:: EXTRACT ::

Don't forget number of cores in the node. Basically you want enough
threads to keep all of the cores busy while not having so many that you
end up with a ton of context switching overhead. Also as you said
there's a lot of other factors that may have an affect, like the number
of AGs (assuming XFS), scheduler, HBA, etc. What I found a while back
was that increasing the OSD op thread count to ~8 helped reads in some
cases on the node I was testing, but could hurt write performance if
increased too high. Increasing the other thread counts didn't make
enough of a difference to be able to discern if they helped or hurt.
It may be different now though with all of the improvements that have
gone in to Giant.
Mark
On 11/24/2014 06:33 PM, Craig Lewis wrote:
Tuning these values depends on a lot more than just the SSDs and HDDs.

:: DATA EXCERPT ::
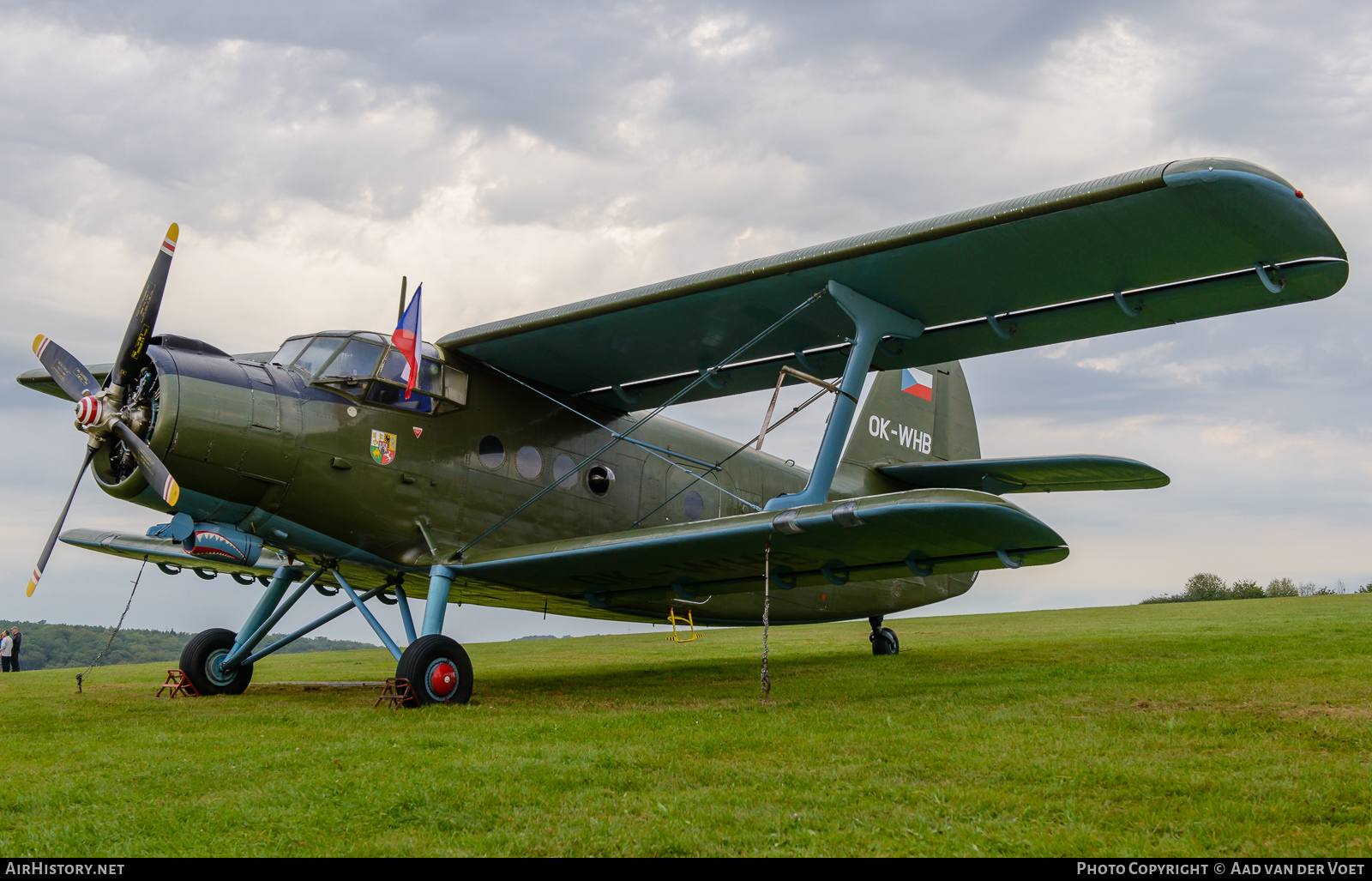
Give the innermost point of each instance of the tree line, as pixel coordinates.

:: DIRECTIONS ::
Copy the part of the thread-tuning reply between "Don't forget number" and "in to Giant.", inclusive, reproducing it word for word.

:: SOLUTION TO THE PROBLEM ::
Don't forget number of cores in the node. Basically you want enough
threads to keep all of the cores busy while not having so many that you
end up with a ton of context switching overhead. Also as you said
there's a lot of other factors that may have an affect, like the number
of AGs (assuming XFS), scheduler, HBA, etc. What I found a while back
was that increasing the OSD op thread count to ~8 helped reads in some
cases on the node I was testing, but could hurt write performance if
increased too high. Increasing the other thread counts didn't make
enough of a difference to be able to discern if they helped or hurt.
It may be different now though with all of the improvements that have
gone in to Giant.